- PROBLEM DESCRIPTION:
Repeat each entry exactly.

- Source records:
_____

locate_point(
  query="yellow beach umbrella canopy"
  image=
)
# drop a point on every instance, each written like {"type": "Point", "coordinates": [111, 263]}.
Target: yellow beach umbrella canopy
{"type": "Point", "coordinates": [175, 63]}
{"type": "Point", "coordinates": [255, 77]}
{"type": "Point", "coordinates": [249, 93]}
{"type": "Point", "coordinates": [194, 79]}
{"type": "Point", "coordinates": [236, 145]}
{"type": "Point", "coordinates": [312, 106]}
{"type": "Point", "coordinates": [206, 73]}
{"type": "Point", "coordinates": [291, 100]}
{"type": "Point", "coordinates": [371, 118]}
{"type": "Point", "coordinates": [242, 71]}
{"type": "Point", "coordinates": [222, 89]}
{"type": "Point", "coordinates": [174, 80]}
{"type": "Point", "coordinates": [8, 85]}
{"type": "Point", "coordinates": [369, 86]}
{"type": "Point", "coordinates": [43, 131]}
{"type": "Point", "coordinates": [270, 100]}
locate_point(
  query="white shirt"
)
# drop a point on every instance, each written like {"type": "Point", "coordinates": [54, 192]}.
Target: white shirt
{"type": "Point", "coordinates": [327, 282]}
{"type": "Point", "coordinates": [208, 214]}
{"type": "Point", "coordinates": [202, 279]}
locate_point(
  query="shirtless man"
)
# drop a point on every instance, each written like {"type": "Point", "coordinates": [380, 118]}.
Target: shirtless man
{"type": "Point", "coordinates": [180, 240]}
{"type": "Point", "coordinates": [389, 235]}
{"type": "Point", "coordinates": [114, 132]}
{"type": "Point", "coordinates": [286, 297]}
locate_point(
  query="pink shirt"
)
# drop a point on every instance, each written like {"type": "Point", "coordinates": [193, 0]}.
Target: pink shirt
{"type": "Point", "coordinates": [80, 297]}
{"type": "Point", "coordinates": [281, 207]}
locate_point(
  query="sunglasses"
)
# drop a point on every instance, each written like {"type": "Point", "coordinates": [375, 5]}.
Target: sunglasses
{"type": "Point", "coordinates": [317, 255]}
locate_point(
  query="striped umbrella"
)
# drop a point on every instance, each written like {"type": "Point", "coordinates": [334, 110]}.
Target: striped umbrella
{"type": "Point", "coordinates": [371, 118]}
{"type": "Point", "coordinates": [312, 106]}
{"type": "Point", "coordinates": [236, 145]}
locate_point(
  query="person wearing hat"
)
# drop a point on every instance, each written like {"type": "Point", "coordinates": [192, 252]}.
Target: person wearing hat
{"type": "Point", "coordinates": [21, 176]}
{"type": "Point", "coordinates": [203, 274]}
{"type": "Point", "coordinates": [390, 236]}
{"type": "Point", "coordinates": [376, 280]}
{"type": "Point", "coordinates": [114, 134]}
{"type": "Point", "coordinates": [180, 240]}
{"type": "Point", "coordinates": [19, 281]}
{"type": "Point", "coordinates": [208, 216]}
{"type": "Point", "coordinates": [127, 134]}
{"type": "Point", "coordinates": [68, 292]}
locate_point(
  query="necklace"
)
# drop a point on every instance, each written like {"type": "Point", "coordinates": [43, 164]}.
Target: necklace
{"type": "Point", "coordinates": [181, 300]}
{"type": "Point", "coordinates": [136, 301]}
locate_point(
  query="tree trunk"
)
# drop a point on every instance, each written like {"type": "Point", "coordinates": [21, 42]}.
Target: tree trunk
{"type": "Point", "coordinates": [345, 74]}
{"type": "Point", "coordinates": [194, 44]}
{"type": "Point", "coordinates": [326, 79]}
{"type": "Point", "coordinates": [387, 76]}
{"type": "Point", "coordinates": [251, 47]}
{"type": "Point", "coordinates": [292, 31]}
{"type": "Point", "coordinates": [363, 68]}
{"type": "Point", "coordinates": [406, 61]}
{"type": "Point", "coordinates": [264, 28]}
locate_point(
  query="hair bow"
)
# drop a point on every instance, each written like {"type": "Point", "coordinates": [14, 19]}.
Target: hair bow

_____

- TASK OUTPUT:
locate_point(
  query="yellow beach umbrella canopy"
  image=
)
# drop a point on every instance, each written like {"type": "Point", "coordinates": [111, 263]}.
Target: yellow beach umbrella canopy
{"type": "Point", "coordinates": [175, 63]}
{"type": "Point", "coordinates": [255, 77]}
{"type": "Point", "coordinates": [249, 93]}
{"type": "Point", "coordinates": [194, 79]}
{"type": "Point", "coordinates": [236, 145]}
{"type": "Point", "coordinates": [312, 106]}
{"type": "Point", "coordinates": [206, 73]}
{"type": "Point", "coordinates": [291, 100]}
{"type": "Point", "coordinates": [371, 118]}
{"type": "Point", "coordinates": [242, 71]}
{"type": "Point", "coordinates": [222, 89]}
{"type": "Point", "coordinates": [174, 80]}
{"type": "Point", "coordinates": [8, 85]}
{"type": "Point", "coordinates": [369, 86]}
{"type": "Point", "coordinates": [43, 131]}
{"type": "Point", "coordinates": [270, 100]}
locate_point(
  query="white shirt"
)
# drop a point on every instance, each written like {"type": "Point", "coordinates": [54, 192]}.
Target: white shirt
{"type": "Point", "coordinates": [327, 282]}
{"type": "Point", "coordinates": [208, 214]}
{"type": "Point", "coordinates": [202, 279]}
locate_point(
  query="shirtless man"
)
# drop a point on every instance, each written like {"type": "Point", "coordinates": [380, 118]}.
Target: shirtless man
{"type": "Point", "coordinates": [180, 240]}
{"type": "Point", "coordinates": [389, 235]}
{"type": "Point", "coordinates": [114, 132]}
{"type": "Point", "coordinates": [286, 297]}
locate_point(
  query="pink shirt"
)
# drop a point on every instance, each written like {"type": "Point", "coordinates": [193, 0]}.
Target: pink shirt
{"type": "Point", "coordinates": [80, 297]}
{"type": "Point", "coordinates": [281, 207]}
locate_point(
  query="sunglasses"
)
# drop a point on every instance, each written like {"type": "Point", "coordinates": [375, 5]}.
Target: sunglasses
{"type": "Point", "coordinates": [317, 255]}
locate_point(
  query="striped umbrella"
)
# drop a point on every instance, each written like {"type": "Point", "coordinates": [334, 110]}.
Target: striped umbrella
{"type": "Point", "coordinates": [371, 118]}
{"type": "Point", "coordinates": [312, 106]}
{"type": "Point", "coordinates": [236, 145]}
locate_point(
  query="person wearing hat"
)
# drop a point on every instance, each written like {"type": "Point", "coordinates": [192, 252]}.
Target: person wearing hat
{"type": "Point", "coordinates": [21, 176]}
{"type": "Point", "coordinates": [203, 274]}
{"type": "Point", "coordinates": [390, 236]}
{"type": "Point", "coordinates": [376, 280]}
{"type": "Point", "coordinates": [114, 134]}
{"type": "Point", "coordinates": [180, 240]}
{"type": "Point", "coordinates": [19, 281]}
{"type": "Point", "coordinates": [208, 216]}
{"type": "Point", "coordinates": [127, 134]}
{"type": "Point", "coordinates": [68, 292]}
locate_point(
  query="necklace"
)
# drop a point on every instance, each written like {"type": "Point", "coordinates": [43, 164]}.
Target: necklace
{"type": "Point", "coordinates": [181, 300]}
{"type": "Point", "coordinates": [136, 301]}
locate_point(
  query="tree trunk"
)
# drop a point on every instance, each written like {"type": "Point", "coordinates": [21, 42]}.
Target: tree trunk
{"type": "Point", "coordinates": [345, 74]}
{"type": "Point", "coordinates": [194, 44]}
{"type": "Point", "coordinates": [326, 79]}
{"type": "Point", "coordinates": [387, 76]}
{"type": "Point", "coordinates": [251, 47]}
{"type": "Point", "coordinates": [292, 31]}
{"type": "Point", "coordinates": [363, 68]}
{"type": "Point", "coordinates": [406, 61]}
{"type": "Point", "coordinates": [264, 28]}
locate_point(
  query="hair bow"
)
# drop a point on every instance, each written like {"type": "Point", "coordinates": [14, 19]}.
Target: hair bow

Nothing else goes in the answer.